[Items listed in a dataset]
-*-*-

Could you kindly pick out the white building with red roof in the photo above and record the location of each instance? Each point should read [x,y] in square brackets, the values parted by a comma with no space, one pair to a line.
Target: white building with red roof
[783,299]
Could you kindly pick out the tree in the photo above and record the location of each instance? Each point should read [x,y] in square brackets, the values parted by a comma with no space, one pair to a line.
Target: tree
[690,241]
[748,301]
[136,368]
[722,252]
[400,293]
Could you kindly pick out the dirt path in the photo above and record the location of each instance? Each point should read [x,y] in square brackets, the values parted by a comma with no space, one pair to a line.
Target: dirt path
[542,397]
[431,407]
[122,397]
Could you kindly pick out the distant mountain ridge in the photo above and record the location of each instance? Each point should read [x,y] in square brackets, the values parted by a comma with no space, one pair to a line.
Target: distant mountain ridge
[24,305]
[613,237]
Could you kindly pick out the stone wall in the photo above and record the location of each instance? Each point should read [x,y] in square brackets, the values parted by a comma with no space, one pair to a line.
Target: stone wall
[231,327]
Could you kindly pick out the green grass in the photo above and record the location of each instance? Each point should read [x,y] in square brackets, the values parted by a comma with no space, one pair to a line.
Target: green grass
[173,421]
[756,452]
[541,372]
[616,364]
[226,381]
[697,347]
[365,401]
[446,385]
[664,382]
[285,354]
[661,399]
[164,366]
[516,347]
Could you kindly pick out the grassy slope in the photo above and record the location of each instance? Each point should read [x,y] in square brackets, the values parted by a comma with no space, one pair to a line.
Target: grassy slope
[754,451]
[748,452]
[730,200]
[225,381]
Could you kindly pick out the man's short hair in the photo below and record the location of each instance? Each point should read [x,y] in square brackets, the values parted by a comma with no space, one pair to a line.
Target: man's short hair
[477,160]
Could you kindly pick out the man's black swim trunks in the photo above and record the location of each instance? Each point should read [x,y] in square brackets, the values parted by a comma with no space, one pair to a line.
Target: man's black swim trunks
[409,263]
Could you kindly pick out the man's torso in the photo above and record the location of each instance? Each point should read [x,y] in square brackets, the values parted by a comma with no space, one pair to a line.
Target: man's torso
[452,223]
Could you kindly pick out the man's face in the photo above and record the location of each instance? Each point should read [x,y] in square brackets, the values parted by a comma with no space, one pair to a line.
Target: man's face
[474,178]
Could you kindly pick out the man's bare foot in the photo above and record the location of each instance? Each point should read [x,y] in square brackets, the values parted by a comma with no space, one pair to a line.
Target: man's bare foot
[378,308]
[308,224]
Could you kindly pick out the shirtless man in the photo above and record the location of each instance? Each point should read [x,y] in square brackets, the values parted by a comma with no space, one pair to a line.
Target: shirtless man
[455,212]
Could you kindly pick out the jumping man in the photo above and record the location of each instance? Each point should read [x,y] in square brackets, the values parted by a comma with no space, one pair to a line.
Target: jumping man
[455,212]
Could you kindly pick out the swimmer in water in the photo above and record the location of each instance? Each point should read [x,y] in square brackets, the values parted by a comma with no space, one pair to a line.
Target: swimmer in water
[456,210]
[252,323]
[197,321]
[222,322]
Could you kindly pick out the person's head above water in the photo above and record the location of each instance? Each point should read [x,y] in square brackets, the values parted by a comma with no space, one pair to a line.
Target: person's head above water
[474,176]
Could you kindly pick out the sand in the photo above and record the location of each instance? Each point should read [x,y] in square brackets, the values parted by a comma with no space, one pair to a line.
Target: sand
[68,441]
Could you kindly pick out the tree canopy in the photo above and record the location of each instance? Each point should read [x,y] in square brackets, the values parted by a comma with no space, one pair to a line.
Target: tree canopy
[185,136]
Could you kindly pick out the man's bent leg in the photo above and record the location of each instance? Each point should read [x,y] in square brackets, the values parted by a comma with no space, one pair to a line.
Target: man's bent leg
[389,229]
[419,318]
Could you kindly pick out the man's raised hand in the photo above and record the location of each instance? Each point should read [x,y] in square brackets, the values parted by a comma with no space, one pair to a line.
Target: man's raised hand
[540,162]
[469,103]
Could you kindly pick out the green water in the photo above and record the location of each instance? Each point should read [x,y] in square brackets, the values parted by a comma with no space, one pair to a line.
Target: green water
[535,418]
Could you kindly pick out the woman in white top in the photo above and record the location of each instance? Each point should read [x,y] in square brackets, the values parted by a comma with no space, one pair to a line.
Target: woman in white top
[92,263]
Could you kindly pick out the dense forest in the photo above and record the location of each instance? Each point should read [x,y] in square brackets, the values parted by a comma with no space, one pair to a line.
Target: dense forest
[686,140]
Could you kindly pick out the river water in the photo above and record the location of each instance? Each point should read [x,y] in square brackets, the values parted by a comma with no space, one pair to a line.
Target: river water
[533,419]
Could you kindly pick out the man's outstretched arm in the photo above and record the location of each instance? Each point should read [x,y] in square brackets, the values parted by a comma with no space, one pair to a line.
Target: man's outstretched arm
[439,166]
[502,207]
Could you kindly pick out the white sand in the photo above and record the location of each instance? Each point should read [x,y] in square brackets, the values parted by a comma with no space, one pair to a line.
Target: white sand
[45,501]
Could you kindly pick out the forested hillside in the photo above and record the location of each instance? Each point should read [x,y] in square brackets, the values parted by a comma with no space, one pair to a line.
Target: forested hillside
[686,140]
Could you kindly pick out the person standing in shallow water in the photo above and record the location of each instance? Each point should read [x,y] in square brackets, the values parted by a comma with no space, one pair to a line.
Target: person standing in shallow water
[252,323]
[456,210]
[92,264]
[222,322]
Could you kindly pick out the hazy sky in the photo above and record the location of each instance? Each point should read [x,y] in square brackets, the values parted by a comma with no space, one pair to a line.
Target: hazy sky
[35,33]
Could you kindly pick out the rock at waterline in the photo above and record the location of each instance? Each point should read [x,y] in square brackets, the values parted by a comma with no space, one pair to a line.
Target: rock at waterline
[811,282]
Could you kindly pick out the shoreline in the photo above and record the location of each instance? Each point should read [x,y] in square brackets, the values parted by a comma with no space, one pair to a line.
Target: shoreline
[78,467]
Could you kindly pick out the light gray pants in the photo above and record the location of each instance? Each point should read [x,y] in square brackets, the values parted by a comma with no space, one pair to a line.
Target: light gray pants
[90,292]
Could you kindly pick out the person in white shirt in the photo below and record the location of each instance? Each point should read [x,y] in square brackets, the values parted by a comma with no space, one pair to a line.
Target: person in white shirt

-*-*-

What you have to do: Repeat only the lines from the one holding "Could you kindly pick out the rock" through the last line of the data.

Exercise response:
Could you kindly pick out the rock at waterline in the photo above and record the location of each instance? Each point should read [x,y] in square brackets, the values parted by a comma with no space, one pair to a line.
Target: rock at waterline
[811,282]
Could you kindly pick out the shoreline in the photo above and record the location of each instance? Each point should read [x,y] in square brackets, the values parted by a comma with no space, one pair to a line.
Target: shoreline
[78,467]
Could you kindly pick out the light gray pants in the photo above and record the location of each instance? Each point should read [x,y] in square brackets, the values parted by a comma with no space, one pair to a line.
Target: light gray pants
[90,292]
Could you kindly pick out the person in white shirt in the photo below and record the location of each instance? Each point should read [x,y] in square brackets, the values parted by a comma with no space, one pair to a line.
Target: person in white shirt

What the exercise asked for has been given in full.